Sam & Max: The Devil's Playhouse - They Stole Max's Brain
- PC and Mac / £24.99 for five episodes
- PS3 / £19.99 for five episodes
- iPad / £3.99 (coming soon)
And now the inevitable mid-season lull. Having wowed us with timeline-dancing, mind-warping creativity over the previous two episodes, it's hard to believe that the latest instalment of Sam & Max to roll off the Telltale production line was even made by the same team.
After a rather laboured introductory segment in which Sam grills a bunch of suspects, the game then struggles to hit the heights in any of the subsequent scenes. The usually sharp gags don't quite have the same laugh-out-loud appeal as usual, and far too many of the conversations are dragged to breaking point.
To compound matters, many of the ideas, characters and puzzle mechanics introduced previously are recycled, and the freshness that breezily blew through the first few hours is replaced by increasingly daft and nonsensical situations that don't even pretend to make sense. Telltale has quite literally lost the plot with this one.
By the time you're getting each and every character in the game to hail the glorious Sammun Mak for the 30th time of asking, you just want it to end. After such a fantastic introduction, we really didn't see this one coming. Did someone steal Telltale's brain?
Widgets Odyssey 1
- Minis (PSN) / £1.47
If you missed Frima's Flash-based platform puzzler when it was originally released back in 2007, let us enlighten you to some giddy bite-sized creativity.
Oddly reminiscent of nineties classic Another World, you find yourself dropped into an alien environment with no guidance, and no real sense of what to do other than to poke around and see what kills you.
Whether you're exploring the innards of an alien creature, controlling his brain, or just merrily picking up various objects, there's a joyous satisfaction to be had from the trial-and-error exploration. Set over four episodes, each has you controlling a different robot, with different mechanics and an entirely separate set of challenges, giving an unexpected freshness to the gameplay.
But despite its endearing cartoon cuteness, Widgets Odyssey's promise is cut down in its prime. With part two primed for August, there's a feeling that this would have made far more sense as a combined release. That said, Widgets Odyssey is well worth investigating - even if it's all over within an hour.
════════════════
■ Prompt
Answer these questions using the reviews above.
1. What is the PS3 price for five episodes of Sam & Max: The Devil's Playhouse?
2. In what year was Frima's Flash-based platform puzzler originally released?
3. Over how many episodes is Widgets Odyssey set?
════════════════
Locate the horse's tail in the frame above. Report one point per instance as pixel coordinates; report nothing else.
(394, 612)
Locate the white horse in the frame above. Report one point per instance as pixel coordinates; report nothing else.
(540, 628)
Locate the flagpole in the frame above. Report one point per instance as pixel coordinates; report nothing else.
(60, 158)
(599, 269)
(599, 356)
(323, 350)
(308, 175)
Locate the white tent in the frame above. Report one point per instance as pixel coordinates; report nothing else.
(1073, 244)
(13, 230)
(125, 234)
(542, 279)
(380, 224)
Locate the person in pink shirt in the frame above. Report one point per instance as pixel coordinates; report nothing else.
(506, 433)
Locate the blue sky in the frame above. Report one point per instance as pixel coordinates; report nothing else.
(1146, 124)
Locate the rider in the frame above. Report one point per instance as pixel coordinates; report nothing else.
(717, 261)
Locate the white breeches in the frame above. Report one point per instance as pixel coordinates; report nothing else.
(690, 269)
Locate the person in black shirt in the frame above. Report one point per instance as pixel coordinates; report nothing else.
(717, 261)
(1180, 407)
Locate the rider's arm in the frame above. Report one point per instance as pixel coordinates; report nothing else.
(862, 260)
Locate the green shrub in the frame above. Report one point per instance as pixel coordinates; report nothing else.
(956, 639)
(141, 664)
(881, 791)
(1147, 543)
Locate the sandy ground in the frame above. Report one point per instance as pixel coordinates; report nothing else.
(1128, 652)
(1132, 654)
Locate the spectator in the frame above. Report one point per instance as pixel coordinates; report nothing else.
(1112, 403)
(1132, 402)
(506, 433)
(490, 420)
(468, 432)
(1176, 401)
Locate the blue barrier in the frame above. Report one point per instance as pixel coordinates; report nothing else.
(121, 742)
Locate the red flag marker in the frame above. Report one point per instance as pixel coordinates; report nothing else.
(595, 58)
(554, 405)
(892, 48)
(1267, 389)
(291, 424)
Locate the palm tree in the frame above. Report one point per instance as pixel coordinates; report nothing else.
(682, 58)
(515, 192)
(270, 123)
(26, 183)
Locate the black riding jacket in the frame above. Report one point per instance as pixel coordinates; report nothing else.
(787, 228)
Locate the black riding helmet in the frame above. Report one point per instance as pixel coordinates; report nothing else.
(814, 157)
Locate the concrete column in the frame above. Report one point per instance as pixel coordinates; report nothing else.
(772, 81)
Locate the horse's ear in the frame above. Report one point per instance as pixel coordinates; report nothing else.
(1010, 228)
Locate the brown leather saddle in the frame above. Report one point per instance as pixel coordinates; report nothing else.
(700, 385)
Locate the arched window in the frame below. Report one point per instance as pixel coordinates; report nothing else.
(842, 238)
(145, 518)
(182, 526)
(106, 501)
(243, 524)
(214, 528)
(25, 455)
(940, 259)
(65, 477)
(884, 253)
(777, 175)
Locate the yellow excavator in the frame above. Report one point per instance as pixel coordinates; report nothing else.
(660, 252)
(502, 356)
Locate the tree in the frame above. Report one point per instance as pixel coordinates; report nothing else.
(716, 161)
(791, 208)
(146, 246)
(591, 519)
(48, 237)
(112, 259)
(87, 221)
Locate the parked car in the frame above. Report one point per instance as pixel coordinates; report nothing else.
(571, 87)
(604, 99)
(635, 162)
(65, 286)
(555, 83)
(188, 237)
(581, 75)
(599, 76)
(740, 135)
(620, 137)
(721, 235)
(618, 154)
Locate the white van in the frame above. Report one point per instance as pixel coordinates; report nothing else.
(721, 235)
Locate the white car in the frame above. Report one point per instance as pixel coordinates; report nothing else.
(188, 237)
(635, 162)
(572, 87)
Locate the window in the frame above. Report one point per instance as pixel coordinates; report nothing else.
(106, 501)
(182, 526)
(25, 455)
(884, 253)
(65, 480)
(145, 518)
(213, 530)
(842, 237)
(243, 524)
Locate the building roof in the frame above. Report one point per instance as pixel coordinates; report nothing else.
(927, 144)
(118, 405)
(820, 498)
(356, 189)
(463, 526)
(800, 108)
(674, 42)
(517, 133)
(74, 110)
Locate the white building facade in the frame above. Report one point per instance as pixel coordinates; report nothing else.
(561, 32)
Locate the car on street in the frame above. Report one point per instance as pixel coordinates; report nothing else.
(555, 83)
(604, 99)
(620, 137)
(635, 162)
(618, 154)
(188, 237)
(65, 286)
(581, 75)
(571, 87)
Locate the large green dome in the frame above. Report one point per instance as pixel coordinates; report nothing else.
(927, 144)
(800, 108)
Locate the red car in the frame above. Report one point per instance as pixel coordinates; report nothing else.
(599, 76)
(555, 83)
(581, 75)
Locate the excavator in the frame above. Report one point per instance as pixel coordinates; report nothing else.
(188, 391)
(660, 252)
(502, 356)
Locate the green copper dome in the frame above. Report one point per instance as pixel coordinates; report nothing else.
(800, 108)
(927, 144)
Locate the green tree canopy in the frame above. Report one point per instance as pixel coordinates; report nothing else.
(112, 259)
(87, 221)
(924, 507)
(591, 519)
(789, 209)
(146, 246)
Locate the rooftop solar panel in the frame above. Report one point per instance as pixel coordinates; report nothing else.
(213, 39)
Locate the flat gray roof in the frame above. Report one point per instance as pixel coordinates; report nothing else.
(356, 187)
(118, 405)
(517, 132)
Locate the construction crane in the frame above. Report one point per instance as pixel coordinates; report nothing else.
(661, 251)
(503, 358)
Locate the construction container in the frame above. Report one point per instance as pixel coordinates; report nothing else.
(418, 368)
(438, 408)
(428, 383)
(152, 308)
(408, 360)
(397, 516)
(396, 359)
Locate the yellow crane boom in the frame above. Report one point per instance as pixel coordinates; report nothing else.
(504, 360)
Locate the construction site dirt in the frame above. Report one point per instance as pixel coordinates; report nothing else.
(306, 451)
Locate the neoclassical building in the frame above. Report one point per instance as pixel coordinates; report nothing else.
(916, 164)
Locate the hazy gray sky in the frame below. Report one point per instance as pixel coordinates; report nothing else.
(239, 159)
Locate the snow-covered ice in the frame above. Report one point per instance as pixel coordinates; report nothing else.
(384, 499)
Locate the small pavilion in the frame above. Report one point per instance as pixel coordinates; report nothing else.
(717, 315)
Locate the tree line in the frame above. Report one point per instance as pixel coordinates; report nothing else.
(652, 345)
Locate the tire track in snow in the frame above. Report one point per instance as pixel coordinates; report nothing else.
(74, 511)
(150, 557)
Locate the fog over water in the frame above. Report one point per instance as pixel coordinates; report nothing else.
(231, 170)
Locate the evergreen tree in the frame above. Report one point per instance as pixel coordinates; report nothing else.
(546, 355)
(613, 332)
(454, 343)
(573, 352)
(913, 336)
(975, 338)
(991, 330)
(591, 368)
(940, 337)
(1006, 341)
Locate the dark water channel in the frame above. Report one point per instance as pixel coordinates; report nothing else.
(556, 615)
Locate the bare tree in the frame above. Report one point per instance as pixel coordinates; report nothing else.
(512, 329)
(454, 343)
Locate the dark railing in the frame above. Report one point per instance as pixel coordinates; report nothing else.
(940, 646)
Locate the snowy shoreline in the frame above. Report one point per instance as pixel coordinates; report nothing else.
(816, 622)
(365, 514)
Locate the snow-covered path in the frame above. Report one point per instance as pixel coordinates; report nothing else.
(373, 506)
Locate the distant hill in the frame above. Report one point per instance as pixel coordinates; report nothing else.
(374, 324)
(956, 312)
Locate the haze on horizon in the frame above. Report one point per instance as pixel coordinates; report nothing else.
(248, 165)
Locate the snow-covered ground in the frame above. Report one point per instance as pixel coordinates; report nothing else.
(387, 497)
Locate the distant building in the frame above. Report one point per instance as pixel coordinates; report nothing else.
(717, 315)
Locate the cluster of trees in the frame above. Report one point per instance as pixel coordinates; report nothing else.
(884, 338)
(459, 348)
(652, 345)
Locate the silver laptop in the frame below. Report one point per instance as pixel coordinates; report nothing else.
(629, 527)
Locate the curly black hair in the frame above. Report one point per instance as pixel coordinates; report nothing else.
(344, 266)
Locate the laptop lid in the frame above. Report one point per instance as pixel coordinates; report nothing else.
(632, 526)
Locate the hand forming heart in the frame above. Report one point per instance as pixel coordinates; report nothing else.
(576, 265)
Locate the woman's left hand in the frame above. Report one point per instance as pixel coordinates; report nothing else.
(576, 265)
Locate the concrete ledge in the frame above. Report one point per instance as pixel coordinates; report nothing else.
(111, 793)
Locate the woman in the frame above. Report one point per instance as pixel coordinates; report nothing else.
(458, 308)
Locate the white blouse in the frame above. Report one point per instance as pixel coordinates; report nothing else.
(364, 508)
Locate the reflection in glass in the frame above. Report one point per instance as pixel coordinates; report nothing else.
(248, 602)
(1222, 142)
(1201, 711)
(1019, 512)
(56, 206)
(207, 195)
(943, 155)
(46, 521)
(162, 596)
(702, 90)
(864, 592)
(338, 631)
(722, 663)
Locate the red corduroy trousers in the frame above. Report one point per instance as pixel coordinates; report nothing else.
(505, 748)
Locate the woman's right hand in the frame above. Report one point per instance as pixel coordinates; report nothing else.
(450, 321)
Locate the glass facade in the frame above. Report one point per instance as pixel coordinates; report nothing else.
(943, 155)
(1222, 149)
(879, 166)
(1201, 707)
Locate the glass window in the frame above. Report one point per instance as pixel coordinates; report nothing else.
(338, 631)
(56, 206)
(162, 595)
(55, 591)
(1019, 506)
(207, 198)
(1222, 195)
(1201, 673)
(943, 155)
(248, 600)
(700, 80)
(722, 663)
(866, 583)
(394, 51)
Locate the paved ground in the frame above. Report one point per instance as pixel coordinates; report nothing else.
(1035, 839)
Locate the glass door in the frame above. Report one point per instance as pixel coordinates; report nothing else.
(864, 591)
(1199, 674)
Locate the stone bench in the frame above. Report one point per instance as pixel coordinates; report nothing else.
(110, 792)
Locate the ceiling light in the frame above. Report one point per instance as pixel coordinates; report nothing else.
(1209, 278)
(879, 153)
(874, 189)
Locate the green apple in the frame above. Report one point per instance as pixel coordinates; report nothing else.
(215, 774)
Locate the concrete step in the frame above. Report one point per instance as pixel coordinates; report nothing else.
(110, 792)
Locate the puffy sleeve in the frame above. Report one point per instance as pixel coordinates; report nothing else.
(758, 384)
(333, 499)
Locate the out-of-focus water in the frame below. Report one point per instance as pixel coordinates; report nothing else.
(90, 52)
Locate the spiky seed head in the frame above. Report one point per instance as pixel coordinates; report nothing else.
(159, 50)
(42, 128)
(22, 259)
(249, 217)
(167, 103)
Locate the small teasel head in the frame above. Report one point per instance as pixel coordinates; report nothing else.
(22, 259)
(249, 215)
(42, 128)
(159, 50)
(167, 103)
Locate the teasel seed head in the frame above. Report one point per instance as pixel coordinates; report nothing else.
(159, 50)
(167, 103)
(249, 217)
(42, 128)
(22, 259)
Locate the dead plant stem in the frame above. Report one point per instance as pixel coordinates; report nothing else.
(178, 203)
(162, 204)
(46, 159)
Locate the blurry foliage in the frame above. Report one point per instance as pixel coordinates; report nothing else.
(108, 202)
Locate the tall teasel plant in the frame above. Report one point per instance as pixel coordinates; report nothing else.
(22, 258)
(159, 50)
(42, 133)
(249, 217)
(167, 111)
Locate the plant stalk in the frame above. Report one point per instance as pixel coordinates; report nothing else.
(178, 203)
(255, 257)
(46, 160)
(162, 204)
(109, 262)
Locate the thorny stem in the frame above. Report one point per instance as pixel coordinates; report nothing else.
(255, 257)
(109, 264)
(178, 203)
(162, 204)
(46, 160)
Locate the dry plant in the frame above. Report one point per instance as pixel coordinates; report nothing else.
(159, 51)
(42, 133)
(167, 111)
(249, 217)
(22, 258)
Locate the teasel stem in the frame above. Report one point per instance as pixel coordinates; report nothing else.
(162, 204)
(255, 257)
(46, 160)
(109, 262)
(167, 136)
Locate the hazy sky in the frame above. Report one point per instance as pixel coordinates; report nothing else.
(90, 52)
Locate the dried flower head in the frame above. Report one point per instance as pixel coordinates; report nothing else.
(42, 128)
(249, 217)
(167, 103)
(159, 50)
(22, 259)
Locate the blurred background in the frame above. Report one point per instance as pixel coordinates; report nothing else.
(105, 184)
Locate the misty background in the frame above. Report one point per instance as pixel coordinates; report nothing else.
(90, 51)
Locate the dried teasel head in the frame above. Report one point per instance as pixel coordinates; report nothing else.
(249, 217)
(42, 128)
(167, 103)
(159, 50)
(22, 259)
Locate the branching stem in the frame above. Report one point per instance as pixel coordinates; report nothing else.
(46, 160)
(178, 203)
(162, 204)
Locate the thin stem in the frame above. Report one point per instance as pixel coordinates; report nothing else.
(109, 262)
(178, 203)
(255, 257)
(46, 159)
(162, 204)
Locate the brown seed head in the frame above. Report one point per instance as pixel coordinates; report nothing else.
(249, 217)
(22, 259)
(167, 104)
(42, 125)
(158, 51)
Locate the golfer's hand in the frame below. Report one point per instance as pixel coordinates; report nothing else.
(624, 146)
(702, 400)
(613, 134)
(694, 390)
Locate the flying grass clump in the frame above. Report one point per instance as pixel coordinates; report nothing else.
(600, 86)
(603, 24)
════════════════
■ Solution below
1. £19.99
2. 2007
3. Four